===== DATA IN THIS EXERCISE =====
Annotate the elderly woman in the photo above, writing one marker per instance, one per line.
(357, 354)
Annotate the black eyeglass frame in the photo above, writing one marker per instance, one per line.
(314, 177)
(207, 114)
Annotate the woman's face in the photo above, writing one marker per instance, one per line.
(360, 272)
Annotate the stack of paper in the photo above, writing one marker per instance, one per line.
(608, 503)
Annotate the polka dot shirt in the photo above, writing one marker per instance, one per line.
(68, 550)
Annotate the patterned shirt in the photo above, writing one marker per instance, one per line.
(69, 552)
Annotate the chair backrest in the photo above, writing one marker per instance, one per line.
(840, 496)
=====
WORK TO DO: Turn everything from the line containing "Annotate the patterned" down through the last line of the records into a numbered list, leaving out blank lines.

TASK OUTPUT:
1. Annotate the patterned shirt in the photo above, writing one marker per instance, one per line.
2. (69, 552)
3. Annotate the chair backrest in the photo above, writing one marker per instance, one per line.
4. (840, 496)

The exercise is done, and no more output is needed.